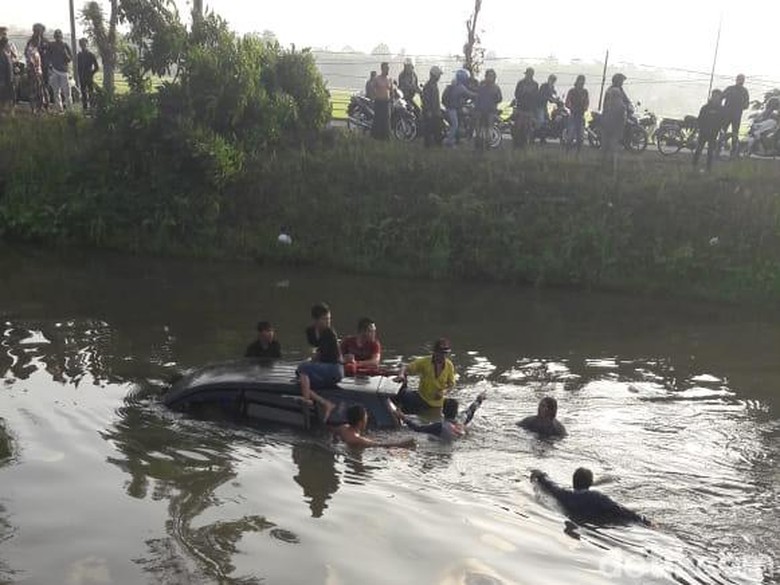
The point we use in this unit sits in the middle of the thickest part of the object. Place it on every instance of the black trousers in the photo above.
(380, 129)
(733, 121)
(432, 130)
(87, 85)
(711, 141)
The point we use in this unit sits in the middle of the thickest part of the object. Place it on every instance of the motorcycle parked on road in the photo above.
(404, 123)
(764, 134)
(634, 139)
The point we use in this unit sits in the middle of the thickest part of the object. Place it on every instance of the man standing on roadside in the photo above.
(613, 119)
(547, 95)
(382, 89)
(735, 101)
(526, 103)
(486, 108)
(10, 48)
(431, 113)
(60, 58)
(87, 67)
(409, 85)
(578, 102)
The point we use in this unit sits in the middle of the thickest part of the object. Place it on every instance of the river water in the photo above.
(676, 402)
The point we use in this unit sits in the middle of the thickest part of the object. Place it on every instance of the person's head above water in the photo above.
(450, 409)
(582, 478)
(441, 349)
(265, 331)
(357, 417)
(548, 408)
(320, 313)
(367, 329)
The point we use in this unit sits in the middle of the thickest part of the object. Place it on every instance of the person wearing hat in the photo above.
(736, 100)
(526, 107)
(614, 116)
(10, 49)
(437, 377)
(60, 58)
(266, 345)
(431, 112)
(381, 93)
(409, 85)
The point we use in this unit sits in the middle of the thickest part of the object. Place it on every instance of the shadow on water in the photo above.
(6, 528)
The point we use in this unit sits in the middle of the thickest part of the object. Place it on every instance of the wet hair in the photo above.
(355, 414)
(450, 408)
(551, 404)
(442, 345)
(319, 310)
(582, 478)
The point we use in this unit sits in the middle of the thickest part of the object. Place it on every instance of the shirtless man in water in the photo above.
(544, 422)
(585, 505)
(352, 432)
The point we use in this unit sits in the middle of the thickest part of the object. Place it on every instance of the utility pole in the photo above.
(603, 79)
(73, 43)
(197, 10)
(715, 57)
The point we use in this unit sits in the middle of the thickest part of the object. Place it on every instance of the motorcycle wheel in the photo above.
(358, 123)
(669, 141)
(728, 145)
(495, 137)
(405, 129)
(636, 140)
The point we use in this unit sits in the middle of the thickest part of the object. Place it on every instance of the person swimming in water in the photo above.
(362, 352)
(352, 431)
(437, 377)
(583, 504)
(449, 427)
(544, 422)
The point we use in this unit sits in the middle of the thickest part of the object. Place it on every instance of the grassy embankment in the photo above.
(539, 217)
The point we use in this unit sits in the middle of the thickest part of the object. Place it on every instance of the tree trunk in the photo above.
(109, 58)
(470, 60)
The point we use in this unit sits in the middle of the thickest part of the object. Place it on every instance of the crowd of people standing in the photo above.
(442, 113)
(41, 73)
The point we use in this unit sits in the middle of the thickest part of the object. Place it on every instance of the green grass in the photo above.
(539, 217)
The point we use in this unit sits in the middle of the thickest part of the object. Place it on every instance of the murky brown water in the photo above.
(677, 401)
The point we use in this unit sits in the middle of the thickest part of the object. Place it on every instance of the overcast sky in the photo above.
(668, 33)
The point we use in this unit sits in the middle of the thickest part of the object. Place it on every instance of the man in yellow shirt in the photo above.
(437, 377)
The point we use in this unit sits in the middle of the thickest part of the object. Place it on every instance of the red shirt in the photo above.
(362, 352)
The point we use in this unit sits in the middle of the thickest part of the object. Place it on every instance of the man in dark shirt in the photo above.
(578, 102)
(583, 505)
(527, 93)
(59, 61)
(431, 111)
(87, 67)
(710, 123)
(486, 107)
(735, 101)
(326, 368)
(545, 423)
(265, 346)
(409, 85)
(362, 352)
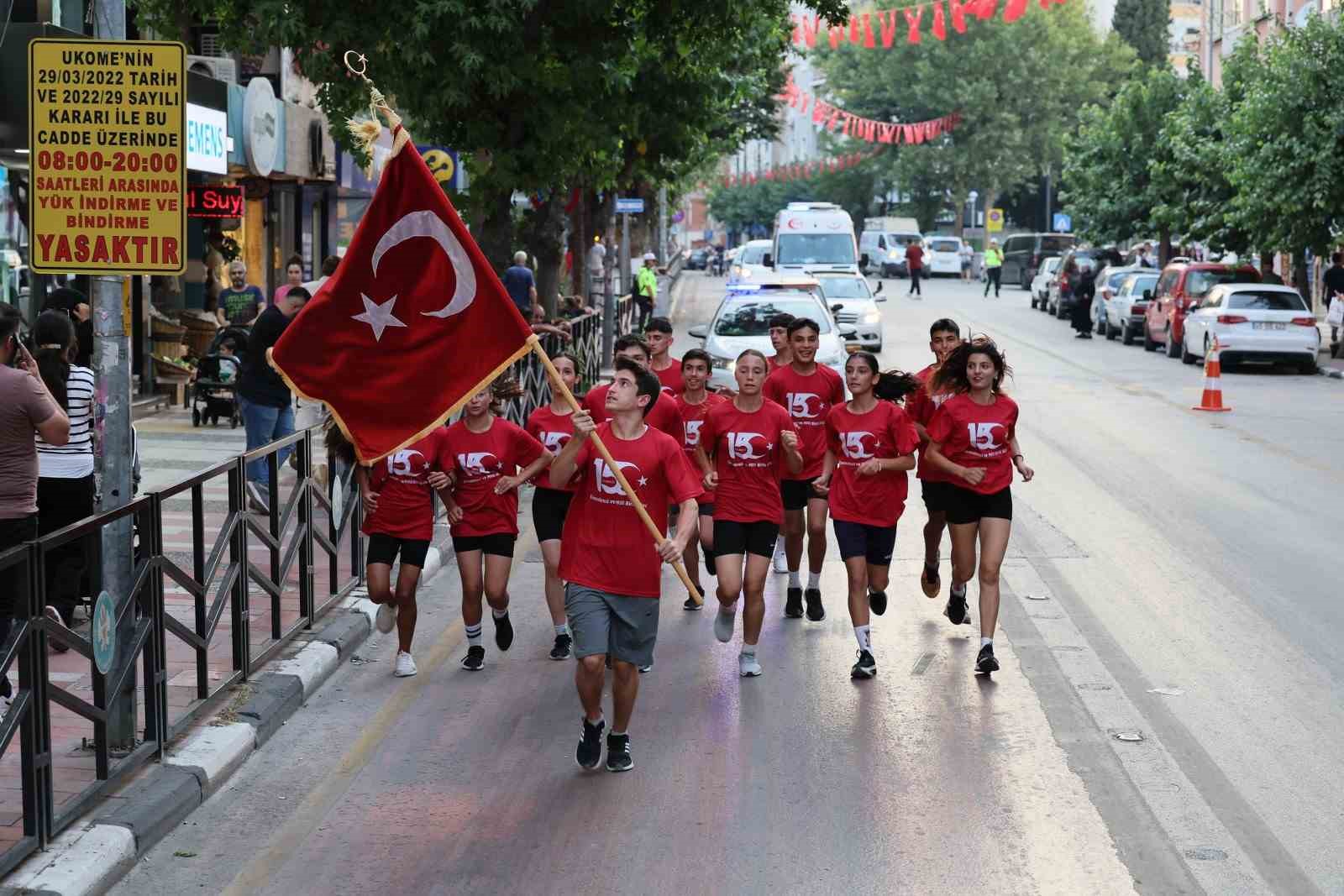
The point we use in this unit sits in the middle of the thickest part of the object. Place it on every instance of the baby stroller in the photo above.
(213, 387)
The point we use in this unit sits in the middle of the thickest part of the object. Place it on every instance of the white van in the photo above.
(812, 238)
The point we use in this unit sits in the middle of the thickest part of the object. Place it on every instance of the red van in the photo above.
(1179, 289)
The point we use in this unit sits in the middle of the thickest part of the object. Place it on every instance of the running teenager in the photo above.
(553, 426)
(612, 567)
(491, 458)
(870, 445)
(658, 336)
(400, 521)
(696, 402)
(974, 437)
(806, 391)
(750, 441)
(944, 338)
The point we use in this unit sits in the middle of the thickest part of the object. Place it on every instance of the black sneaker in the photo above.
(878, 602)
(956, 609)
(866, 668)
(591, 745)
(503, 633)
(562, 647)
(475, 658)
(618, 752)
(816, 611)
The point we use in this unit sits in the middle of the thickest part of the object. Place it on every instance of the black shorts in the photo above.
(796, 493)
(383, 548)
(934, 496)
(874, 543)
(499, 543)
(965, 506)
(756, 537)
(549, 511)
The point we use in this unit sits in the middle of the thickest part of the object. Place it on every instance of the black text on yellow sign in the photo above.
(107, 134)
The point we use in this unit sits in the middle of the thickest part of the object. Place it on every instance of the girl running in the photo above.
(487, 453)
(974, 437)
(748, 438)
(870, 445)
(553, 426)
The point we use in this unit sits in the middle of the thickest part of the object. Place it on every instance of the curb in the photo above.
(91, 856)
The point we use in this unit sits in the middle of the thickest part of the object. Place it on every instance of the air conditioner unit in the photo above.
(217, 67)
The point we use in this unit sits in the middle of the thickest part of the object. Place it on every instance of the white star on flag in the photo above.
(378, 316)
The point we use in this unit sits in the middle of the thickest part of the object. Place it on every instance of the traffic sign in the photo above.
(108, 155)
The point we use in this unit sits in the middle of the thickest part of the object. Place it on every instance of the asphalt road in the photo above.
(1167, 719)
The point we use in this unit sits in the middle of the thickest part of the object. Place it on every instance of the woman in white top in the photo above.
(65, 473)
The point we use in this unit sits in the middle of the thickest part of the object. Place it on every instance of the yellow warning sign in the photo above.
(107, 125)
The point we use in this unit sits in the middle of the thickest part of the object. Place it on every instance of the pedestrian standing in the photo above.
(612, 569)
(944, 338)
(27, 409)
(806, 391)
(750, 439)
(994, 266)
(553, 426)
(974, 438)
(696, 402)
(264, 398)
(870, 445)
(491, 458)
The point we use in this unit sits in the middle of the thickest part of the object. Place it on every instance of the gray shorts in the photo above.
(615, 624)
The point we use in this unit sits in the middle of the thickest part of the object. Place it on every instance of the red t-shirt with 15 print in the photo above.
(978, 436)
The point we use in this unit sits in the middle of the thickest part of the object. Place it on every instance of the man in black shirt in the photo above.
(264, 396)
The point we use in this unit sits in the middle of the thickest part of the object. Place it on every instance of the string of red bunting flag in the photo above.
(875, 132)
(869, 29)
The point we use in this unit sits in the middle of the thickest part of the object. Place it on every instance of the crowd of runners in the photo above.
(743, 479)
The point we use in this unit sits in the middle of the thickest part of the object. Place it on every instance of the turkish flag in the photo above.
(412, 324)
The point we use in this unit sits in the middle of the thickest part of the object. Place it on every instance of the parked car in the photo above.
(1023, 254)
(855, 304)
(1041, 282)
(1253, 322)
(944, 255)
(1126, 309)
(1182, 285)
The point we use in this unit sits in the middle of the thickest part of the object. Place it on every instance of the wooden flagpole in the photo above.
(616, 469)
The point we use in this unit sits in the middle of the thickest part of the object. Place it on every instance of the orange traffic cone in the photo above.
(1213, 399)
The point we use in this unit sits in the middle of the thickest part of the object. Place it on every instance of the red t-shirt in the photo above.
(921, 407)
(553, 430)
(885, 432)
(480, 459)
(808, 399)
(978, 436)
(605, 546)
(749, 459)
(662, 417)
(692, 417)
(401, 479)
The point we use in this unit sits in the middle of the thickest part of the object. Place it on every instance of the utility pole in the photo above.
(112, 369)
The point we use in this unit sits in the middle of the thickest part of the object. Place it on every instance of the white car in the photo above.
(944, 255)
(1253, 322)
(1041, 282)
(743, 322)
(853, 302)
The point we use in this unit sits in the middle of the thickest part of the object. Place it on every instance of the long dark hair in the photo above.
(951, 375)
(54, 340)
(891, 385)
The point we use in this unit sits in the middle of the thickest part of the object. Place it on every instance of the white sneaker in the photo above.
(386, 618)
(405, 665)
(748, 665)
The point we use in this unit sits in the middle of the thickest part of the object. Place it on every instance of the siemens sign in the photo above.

-*-

**Work to be completed:** Set down exactly what runs from the line with "white car in the photo above." to the last line of the data above, including both of those lines and no others.

**Expected answer:**
The point we use in this unit sits in the middle of the thickest part of the object. Place it on every instance of the white car in the photo above.
(944, 255)
(1253, 322)
(1041, 282)
(743, 322)
(853, 302)
The point we use in this unit sits in the middle of the thickest part of the object. Place it on every instance of the long dark hair in the photo above.
(951, 375)
(54, 340)
(891, 385)
The point we use in this unit sits in the middle of the thickest part of the object. Place it on every instance of the white sneaker in the photo above.
(386, 618)
(405, 665)
(748, 665)
The point we use in this unit sits in the middle of the thickest part of the object. Place it on every instance of the siemens sign in the photo above.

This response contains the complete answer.